> Objetivo da tarefa
Reproduza na íntegra, sem nenhuma alteração, o texto sobre a Maçonaria e a troca de memes entre os irmãos.

> Texto fornecido
::::

Considerando que "somente o
sábio, que esmagou os monstros selvagens das paixões que lhe agitam no peito, é
verdadeiramente suficiente a si mesmo: ele se aproxima ao máximo da divindade,
do ser que não tem necessidade de nada" (W. Jäger), outras transações
meméticas entre os maçons se fazem necessárias para o entendimento do que
realmente a Maçonaria intenciona que cada um descubra durante sua edificação
interna. Sem a troca memética não é possível descobrir que dentro de si
encontra-se a lei que levará ao despertar para o culto do amor fraterno,
verdade que a maioria dos grandes iniciados da história descobriram como
solução única aos problemas da humanidade.
Que vindes fazer aqui? Se não for
para transmitir memes às mentes de teus irmãos, quer perda de tempo maior?

::::

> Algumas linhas
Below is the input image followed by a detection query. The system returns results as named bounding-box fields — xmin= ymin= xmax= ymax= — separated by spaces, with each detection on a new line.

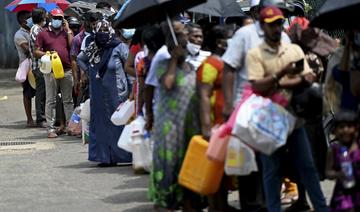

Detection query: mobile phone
xmin=295 ymin=58 xmax=304 ymax=69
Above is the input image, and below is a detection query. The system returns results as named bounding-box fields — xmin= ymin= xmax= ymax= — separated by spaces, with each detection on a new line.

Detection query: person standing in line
xmin=222 ymin=0 xmax=290 ymax=211
xmin=14 ymin=11 xmax=36 ymax=127
xmin=30 ymin=7 xmax=46 ymax=127
xmin=77 ymin=20 xmax=132 ymax=167
xmin=35 ymin=9 xmax=77 ymax=138
xmin=246 ymin=6 xmax=328 ymax=212
xmin=197 ymin=26 xmax=233 ymax=211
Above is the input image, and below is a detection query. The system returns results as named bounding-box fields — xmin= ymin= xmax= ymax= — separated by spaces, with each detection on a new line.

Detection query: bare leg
xmin=23 ymin=96 xmax=35 ymax=127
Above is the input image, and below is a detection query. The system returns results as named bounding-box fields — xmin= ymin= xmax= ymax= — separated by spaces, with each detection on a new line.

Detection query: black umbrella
xmin=189 ymin=0 xmax=246 ymax=17
xmin=115 ymin=0 xmax=206 ymax=28
xmin=310 ymin=0 xmax=360 ymax=30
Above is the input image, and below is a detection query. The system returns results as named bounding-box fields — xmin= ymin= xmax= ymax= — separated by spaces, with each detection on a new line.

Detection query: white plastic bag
xmin=111 ymin=100 xmax=135 ymax=126
xmin=67 ymin=107 xmax=82 ymax=136
xmin=131 ymin=116 xmax=152 ymax=171
xmin=232 ymin=94 xmax=296 ymax=155
xmin=118 ymin=124 xmax=132 ymax=152
xmin=15 ymin=58 xmax=31 ymax=82
xmin=225 ymin=136 xmax=258 ymax=176
xmin=80 ymin=99 xmax=91 ymax=122
xmin=81 ymin=120 xmax=90 ymax=145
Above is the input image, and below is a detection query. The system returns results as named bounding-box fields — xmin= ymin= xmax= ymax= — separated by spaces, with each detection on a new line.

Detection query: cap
xmin=260 ymin=6 xmax=285 ymax=23
xmin=50 ymin=8 xmax=64 ymax=17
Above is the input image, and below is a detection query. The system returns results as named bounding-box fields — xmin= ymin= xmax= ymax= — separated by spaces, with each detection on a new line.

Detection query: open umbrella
xmin=310 ymin=0 xmax=360 ymax=30
xmin=64 ymin=1 xmax=96 ymax=17
xmin=189 ymin=0 xmax=246 ymax=17
xmin=5 ymin=0 xmax=70 ymax=12
xmin=115 ymin=0 xmax=206 ymax=28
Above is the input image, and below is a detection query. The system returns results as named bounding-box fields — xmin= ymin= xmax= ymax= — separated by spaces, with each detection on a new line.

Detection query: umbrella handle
xmin=166 ymin=14 xmax=179 ymax=46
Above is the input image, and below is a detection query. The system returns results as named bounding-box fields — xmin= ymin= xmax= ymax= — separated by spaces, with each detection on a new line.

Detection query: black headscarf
xmin=84 ymin=20 xmax=120 ymax=78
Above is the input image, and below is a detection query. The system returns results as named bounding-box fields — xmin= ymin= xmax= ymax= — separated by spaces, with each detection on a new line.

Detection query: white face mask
xmin=186 ymin=42 xmax=201 ymax=56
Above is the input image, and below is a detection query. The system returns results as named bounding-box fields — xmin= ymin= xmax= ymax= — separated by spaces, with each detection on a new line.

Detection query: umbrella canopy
xmin=310 ymin=0 xmax=360 ymax=30
xmin=5 ymin=0 xmax=70 ymax=12
xmin=189 ymin=0 xmax=246 ymax=17
xmin=115 ymin=0 xmax=206 ymax=28
xmin=64 ymin=1 xmax=96 ymax=17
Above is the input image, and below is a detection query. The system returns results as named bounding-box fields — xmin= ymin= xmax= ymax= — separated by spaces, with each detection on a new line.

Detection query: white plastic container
xmin=111 ymin=100 xmax=135 ymax=126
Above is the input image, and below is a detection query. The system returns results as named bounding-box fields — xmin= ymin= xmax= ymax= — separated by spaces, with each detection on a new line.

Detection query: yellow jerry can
xmin=51 ymin=52 xmax=65 ymax=79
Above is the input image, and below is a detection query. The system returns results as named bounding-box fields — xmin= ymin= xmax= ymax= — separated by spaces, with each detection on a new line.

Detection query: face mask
xmin=51 ymin=19 xmax=62 ymax=29
xmin=144 ymin=45 xmax=149 ymax=57
xmin=186 ymin=42 xmax=201 ymax=55
xmin=95 ymin=32 xmax=110 ymax=46
xmin=354 ymin=32 xmax=360 ymax=47
xmin=121 ymin=29 xmax=135 ymax=40
xmin=26 ymin=18 xmax=34 ymax=29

::::

> Resposta ao problema
Considerando que "somente o
sábio, que esmagou os monstros selvagens das paixões que lhe agitam no peito, é
verdadeiramente suficiente a si mesmo: ele se aproxima ao máximo da divindade,
do ser que não tem necessidade de nada" (W. Jäger), outras transações
meméticas entre os maçons se fazem necessárias para o entendimento do que
realmente a Maçonaria intenciona que cada um descubra durante sua edificação
interna. Sem a troca memética não é possível descobrir que dentro de si
encontra-se a lei que levará ao despertar para o culto do amor fraterno,
verdade que a maioria dos grandes iniciados da história descobriram como
solução única aos problemas da humanidade.
Que vindes fazer aqui? Se não for
para transmitir memes às mentes de teus irmãos, quer perda de tempo maior?